Source excerpt:
--------

Bahman Farmanara (; born 23 January 1942) is an Iranian film director, screenwriter, and film producer.
Bahman Farmanara is the second son in a family of four brothers and one sister. The family business was Textile and he was the only son who did not join the business and went off to the United Kingdom and later on to the United States to study acting and directing. He graduated from the University of Southern California with a BA in Cinema in 1966. After returning to Iran and doing military service, he joined the National Iranian Radio and Television.

Works
He produced some major films, including Abbas Kiarostami's first feature, The Report (1977), Bahram Bayzai's The Crow (1977), Khosrow Haritash's Divine One (1976), Mohammad-Reza Aslani's Wind and Chess (1976) and Valerio Zurlini's The Desert of the Tartars (1977 co-production with Italy and France).

--------

Task instructions:
How would you continue the biography of Bahman Farmanara, starting right after its final sentence about the films he produced? The lines that come next are separate material and are not part of the biography of Bahman Farmanara.

Data rows:
--------

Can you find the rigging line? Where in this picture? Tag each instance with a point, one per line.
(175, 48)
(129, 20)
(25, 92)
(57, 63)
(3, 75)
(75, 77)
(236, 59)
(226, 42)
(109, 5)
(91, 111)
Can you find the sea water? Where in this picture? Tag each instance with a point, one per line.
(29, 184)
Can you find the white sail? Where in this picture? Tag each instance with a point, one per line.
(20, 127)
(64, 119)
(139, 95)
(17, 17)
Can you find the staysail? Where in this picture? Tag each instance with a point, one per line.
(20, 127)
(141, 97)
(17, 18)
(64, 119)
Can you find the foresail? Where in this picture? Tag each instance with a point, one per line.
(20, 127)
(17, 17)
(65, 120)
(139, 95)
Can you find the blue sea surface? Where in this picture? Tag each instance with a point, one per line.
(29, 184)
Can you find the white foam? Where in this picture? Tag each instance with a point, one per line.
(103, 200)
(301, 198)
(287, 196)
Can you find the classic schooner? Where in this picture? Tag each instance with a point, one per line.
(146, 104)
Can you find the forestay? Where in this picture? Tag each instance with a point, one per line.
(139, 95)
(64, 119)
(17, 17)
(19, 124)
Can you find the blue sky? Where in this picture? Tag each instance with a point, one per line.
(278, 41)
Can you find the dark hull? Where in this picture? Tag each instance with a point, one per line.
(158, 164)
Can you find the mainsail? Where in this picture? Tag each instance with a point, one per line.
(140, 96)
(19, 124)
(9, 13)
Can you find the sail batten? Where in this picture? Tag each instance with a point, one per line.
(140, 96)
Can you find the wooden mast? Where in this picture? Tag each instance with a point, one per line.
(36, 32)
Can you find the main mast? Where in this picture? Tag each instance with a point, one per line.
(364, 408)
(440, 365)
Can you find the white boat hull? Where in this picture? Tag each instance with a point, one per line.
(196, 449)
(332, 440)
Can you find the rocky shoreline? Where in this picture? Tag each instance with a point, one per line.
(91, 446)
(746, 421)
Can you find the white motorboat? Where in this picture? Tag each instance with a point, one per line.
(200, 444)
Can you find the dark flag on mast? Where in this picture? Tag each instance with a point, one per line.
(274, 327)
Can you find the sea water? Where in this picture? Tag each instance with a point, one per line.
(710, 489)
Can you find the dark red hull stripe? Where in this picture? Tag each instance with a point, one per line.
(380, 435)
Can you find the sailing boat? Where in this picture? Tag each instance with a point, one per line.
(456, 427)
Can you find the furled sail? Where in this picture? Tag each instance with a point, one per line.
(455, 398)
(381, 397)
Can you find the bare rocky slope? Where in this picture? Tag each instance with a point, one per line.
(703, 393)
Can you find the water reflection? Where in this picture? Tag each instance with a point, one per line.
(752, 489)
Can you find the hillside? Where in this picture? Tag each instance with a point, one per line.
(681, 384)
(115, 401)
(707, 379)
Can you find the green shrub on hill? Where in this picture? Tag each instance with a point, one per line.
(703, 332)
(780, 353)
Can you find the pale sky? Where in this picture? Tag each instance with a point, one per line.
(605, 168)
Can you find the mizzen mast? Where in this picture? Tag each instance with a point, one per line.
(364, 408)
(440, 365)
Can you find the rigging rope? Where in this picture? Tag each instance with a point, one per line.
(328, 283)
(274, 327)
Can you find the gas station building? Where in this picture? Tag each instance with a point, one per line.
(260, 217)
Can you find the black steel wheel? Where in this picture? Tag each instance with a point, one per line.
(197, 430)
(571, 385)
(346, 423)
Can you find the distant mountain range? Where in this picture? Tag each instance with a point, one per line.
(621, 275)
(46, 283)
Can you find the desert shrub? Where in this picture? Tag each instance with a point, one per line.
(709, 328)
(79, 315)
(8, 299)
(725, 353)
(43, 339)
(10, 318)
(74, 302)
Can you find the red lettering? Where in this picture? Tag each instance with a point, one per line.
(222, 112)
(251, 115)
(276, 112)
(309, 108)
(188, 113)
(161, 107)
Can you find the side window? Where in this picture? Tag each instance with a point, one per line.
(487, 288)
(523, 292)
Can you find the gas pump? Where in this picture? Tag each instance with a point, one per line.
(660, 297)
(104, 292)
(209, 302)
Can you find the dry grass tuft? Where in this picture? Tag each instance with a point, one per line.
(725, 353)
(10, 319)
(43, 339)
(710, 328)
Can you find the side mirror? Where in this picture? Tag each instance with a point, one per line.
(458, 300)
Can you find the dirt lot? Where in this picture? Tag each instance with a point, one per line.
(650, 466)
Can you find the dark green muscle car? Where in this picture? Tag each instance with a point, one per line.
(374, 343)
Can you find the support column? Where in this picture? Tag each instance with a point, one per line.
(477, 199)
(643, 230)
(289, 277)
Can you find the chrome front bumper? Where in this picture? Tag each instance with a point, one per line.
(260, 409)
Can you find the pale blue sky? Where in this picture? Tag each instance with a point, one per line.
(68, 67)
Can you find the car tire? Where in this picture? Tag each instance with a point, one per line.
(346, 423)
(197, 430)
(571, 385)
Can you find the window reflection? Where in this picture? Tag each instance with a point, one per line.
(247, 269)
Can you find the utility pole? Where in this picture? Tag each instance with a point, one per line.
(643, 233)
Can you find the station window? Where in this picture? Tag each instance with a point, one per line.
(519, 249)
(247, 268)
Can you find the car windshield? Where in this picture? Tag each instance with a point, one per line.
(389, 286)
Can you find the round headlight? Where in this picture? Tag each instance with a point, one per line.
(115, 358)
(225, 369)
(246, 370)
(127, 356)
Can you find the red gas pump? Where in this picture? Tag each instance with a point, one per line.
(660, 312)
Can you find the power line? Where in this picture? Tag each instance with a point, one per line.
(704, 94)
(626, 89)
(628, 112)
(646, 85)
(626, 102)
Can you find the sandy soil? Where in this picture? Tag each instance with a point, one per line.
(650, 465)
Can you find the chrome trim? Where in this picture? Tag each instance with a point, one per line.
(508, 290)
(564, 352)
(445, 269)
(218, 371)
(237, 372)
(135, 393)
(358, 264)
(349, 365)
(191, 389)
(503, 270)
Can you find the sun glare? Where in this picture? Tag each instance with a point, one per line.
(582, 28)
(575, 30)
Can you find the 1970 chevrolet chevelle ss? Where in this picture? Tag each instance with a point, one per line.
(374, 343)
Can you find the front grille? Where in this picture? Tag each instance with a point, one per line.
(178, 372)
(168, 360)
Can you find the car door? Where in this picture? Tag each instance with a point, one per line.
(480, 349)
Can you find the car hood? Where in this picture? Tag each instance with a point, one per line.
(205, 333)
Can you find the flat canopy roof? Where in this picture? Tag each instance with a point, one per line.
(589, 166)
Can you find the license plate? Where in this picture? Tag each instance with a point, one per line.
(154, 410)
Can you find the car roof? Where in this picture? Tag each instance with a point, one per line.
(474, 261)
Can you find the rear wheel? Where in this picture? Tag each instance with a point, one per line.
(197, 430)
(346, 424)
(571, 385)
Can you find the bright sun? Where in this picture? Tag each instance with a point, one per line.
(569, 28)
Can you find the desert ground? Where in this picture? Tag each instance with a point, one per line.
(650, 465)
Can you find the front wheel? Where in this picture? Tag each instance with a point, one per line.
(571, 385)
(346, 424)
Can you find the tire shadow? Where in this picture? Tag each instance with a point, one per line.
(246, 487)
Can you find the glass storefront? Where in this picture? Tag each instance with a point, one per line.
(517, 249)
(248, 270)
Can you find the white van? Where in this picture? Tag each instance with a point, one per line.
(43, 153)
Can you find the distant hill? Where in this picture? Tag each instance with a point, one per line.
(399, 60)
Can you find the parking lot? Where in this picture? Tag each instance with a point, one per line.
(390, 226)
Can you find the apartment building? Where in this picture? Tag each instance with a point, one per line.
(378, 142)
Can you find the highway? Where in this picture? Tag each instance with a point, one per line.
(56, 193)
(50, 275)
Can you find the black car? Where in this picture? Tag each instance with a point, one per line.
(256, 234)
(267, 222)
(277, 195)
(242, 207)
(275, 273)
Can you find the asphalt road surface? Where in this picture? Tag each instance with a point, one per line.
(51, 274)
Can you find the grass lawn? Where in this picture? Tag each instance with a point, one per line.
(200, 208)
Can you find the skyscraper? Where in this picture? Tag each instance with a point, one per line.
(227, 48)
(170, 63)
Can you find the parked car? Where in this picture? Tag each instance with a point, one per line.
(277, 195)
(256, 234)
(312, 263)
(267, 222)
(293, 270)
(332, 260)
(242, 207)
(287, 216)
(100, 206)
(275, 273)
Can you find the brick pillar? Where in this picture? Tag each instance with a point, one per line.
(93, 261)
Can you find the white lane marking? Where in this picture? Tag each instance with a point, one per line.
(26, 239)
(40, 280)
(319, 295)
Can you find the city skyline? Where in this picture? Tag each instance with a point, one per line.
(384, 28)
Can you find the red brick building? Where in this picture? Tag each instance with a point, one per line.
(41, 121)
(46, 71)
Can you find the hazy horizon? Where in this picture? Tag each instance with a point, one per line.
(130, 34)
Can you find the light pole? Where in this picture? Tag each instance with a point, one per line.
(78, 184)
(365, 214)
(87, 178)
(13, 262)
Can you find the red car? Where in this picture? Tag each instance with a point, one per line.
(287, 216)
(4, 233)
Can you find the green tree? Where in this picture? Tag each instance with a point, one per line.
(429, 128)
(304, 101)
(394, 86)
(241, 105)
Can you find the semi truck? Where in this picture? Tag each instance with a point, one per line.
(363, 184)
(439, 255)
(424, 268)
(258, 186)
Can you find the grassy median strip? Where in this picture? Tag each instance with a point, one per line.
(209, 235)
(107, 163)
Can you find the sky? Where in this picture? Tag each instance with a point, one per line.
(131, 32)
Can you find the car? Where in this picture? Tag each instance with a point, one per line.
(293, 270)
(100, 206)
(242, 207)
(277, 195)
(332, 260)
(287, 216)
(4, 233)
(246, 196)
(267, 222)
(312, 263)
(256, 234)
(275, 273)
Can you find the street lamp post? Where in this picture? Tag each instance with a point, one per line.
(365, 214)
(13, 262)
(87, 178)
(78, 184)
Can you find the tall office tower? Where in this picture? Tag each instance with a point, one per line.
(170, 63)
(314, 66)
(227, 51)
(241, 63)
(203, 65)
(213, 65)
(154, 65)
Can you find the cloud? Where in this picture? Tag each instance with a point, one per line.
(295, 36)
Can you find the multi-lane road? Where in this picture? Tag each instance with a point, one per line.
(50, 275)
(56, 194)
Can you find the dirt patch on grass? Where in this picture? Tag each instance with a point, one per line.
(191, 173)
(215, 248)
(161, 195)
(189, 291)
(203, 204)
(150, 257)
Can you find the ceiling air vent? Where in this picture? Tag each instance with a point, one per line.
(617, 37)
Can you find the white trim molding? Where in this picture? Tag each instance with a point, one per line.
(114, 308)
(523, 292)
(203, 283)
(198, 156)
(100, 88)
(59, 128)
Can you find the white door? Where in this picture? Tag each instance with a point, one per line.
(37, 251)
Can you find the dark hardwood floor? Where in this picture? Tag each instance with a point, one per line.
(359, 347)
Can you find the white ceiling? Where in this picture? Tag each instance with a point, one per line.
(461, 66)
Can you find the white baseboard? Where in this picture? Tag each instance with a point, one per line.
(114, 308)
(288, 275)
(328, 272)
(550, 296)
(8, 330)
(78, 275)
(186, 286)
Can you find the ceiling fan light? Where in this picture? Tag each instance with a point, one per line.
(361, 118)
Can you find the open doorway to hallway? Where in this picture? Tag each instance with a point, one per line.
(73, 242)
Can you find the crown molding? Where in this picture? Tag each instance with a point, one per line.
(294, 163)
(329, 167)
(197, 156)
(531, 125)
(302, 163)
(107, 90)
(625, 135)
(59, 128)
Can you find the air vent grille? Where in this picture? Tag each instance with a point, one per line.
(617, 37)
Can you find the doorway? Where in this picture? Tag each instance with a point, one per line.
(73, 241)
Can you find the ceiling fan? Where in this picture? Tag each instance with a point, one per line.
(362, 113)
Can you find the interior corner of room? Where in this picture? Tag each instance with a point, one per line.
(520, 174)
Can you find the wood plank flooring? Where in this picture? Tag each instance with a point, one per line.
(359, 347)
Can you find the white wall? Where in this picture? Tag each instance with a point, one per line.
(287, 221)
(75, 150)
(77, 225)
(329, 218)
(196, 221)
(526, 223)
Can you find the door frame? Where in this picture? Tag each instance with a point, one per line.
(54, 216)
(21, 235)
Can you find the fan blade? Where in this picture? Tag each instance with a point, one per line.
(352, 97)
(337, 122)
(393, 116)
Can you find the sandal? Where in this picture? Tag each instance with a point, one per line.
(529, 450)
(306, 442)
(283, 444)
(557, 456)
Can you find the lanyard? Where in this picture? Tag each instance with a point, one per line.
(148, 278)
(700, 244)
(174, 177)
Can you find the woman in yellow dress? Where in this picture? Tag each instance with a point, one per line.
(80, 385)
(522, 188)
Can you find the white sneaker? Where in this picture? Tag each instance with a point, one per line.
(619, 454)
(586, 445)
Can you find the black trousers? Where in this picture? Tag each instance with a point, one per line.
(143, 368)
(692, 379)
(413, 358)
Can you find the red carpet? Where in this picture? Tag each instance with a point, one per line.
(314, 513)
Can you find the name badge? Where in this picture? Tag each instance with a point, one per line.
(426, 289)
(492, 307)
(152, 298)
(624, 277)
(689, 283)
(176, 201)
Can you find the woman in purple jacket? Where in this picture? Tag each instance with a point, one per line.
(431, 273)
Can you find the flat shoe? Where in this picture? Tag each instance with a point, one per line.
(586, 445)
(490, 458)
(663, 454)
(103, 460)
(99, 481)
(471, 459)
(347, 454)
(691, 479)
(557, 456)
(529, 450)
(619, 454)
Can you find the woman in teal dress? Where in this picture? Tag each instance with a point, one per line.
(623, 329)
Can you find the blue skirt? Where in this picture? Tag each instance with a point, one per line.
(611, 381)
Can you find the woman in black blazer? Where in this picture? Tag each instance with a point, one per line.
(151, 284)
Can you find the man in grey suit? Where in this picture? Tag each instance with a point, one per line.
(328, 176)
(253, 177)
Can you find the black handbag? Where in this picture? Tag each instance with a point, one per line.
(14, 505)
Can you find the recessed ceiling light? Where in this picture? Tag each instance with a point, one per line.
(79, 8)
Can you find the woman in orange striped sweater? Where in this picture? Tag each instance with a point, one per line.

--------

Task output:
Farmanara moved to France and then to Canada in 1980, establishing a distribution company and a film festival for children and young adults in Vancouver. He returned to Iran in the mid-1980s.  He made and starred in Fragrance of Jasmine in 2000, which won several prizes from the International Fajr Film Festival, including The Best Film and The Best Director awards.

Politics
On May 10, 2013, Farmanara signed up to run for the office of President of the Islamic Republic of Iran.

Selected filmography
Director
 The House of Qamar Khanoom, 1972
 Prince Ehtedjab, 1974
 The Tall Shadows of the Wind, 1978
 Smell of Camphor, Scent of Jasmine, 2000
 A House Built on Water, 2001
 A Little Kiss, 2005 (A Teensy Kiss would be a better translation of the Persian title Yek Bus-e Ku'chu'lu)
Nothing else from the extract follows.